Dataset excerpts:

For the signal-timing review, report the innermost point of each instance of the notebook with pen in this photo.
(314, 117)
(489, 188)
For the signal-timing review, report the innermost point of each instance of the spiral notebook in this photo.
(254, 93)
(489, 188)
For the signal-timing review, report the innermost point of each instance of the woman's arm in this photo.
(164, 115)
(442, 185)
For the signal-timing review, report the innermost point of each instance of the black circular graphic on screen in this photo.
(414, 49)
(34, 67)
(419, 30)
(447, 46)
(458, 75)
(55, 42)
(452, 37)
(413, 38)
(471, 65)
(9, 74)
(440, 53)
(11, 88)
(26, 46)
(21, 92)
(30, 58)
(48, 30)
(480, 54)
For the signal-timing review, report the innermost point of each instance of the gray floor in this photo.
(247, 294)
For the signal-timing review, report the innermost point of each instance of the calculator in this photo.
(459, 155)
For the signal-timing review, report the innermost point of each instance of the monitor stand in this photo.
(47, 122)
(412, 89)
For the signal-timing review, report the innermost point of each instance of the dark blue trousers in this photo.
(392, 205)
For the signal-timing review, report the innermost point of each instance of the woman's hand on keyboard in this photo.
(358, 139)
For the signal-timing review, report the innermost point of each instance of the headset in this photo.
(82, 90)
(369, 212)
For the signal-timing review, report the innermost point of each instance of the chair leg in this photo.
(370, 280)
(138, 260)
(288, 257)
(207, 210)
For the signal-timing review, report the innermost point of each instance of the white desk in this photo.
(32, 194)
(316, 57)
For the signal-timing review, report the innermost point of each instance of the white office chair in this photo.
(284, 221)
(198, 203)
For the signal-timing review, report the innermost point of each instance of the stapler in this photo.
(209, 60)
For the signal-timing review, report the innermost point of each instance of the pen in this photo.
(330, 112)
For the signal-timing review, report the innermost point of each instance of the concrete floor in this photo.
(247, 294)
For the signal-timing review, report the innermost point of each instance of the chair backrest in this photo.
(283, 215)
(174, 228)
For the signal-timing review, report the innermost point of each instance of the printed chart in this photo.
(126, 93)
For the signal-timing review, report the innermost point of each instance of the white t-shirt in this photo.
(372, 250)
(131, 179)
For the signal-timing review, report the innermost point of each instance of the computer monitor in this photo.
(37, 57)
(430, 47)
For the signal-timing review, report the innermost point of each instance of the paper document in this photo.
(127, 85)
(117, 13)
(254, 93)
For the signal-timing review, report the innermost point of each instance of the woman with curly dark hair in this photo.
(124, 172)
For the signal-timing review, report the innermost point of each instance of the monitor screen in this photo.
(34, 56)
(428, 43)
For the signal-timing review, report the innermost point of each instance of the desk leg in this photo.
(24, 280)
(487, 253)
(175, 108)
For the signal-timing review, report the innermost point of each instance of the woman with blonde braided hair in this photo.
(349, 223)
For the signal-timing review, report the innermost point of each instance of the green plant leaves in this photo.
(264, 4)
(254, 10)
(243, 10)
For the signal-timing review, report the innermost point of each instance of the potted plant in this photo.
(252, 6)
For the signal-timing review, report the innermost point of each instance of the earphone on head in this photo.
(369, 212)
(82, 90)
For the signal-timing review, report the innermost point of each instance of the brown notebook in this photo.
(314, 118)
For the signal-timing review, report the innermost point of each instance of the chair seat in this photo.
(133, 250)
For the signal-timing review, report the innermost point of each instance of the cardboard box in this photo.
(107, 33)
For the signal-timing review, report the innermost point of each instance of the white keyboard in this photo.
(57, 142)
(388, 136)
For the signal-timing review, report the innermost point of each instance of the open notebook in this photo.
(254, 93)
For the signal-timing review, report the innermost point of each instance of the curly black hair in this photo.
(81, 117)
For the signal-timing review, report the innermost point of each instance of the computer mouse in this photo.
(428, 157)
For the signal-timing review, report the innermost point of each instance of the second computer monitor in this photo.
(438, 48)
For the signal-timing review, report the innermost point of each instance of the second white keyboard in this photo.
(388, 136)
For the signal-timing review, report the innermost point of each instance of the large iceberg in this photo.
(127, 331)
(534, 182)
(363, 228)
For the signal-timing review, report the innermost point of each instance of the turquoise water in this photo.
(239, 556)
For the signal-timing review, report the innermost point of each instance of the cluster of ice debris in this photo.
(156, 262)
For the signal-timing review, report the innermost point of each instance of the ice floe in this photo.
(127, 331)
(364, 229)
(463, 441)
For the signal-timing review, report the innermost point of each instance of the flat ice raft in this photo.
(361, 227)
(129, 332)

| What is needed |
Write every line of the entries again, word for word.

| Reply to the task |
For the signal-timing review, report the innermost point of each instance of the notebook with pen in this photo.
(314, 117)
(489, 188)
For the signal-timing review, report the innermost point of each instance of the spiral notebook in this photo.
(254, 93)
(489, 188)
For the signal-timing review, report the innermost point of each instance of the woman's arm in this photo.
(164, 115)
(442, 185)
For the signal-timing review, report the innermost point of each instance of the black circular graphic on screen in this photo.
(414, 49)
(34, 67)
(419, 30)
(447, 46)
(458, 75)
(55, 42)
(452, 37)
(413, 38)
(471, 65)
(9, 74)
(440, 53)
(11, 88)
(26, 46)
(21, 92)
(30, 58)
(48, 30)
(480, 54)
For the signal-timing review, report the innermost point of each instance of the gray floor in this photo.
(247, 294)
For the signal-timing review, report the innermost point of each instance of the calculator in this photo.
(459, 155)
For the signal-timing review, report the innermost point of each instance of the monitor stand in this photo.
(47, 122)
(412, 89)
For the signal-timing review, report the innermost point of each instance of the dark blue trousers in this photo.
(392, 205)
For the signal-timing review, report the innermost point of each instance of the woman's hand on keyboard in this photo.
(358, 139)
For the signal-timing review, report the innermost point of each instance of the headset in this photo.
(82, 90)
(369, 212)
For the signal-timing review, report the innermost point of each instance of the chair leg in this photo.
(370, 280)
(138, 260)
(288, 257)
(207, 210)
For the signal-timing review, report the innermost point of each instance of the white desk in this photo.
(32, 194)
(316, 57)
For the signal-timing review, report the innermost point of each instance of the white office chair in this photo.
(284, 221)
(198, 203)
For the signal-timing review, report the innermost point of each instance of the stapler in this photo.
(209, 60)
For the signal-timing review, report the innermost point of each instance of the pen in this photo.
(330, 112)
For the signal-timing review, report the innermost point of each instance of the concrete floor in this photo.
(247, 294)
For the signal-timing review, report the innermost point of each instance of the chair backrest in this photo.
(283, 215)
(174, 228)
For the signal-timing review, report the innermost point of each instance of the printed chart in this photo.
(126, 93)
For the signal-timing review, report the innermost point of each instance of the white t-shirt in this photo.
(372, 250)
(131, 179)
For the signal-timing review, report the innermost point of each instance of the computer monitor in this photo.
(37, 57)
(430, 47)
For the signal-timing review, report the innermost point of each instance of the paper document in this photo.
(127, 85)
(117, 13)
(254, 93)
For the signal-timing review, report the innermost point of each instance of the woman with curly dark hair in this photo.
(124, 172)
For the signal-timing review, report the innermost point of each instance of the monitor screen in this photo.
(34, 56)
(428, 43)
For the signal-timing review, report the innermost point of each instance of the desk leg in this photo.
(24, 280)
(487, 253)
(175, 108)
For the signal-timing review, report the innermost point of each instance of the woman with blonde braided hair in this photo.
(349, 223)
For the signal-timing review, report the innermost point of each instance of the green plant leaves in this photo.
(264, 4)
(254, 10)
(243, 10)
For the signal-timing review, report the innermost point of each instance of the potted plant in this photo.
(252, 6)
For the signal-timing review, report the innermost point of each instance of the earphone on head in this photo.
(369, 212)
(82, 90)
For the signal-timing review, report the innermost point of each instance of the brown notebook in this photo.
(314, 118)
For the signal-timing review, report the innermost point of each instance of the chair seat in this photo.
(133, 250)
For the signal-timing review, report the innermost point of each instance of the cardboard box in this photo.
(107, 33)
For the signal-timing review, report the innermost point of each instance of the white keyboard in this photo.
(57, 142)
(388, 136)
For the signal-timing review, report the innermost point of each instance of the open notebook in this photo.
(254, 93)
For the signal-timing review, report the innermost point of each instance of the curly black hair in this photo.
(81, 117)
For the signal-timing review, report the innermost point of each instance of the computer mouse in this photo.
(428, 157)
For the signal-timing review, report the innermost point of each instance of the second computer monitor in this photo.
(438, 48)
For the signal-timing review, report the innermost point of each instance of the second white keyboard in this photo.
(388, 136)
For the signal-timing review, report the innermost point of each instance of the large iceberg in this photo.
(127, 331)
(534, 182)
(363, 228)
For the signal-timing review, report the innermost point of each instance of the turquoise water in this photo.
(239, 556)
For the signal-timing review, report the innermost point of each instance of the cluster of ice debris in this photo.
(156, 262)
For the signal-timing review, report the innermost point of each instance of the ice floe in this photo.
(127, 331)
(364, 229)
(463, 441)
For the signal-timing review, report the innermost point of each instance of the flat ice raft in this photo.
(361, 227)
(129, 332)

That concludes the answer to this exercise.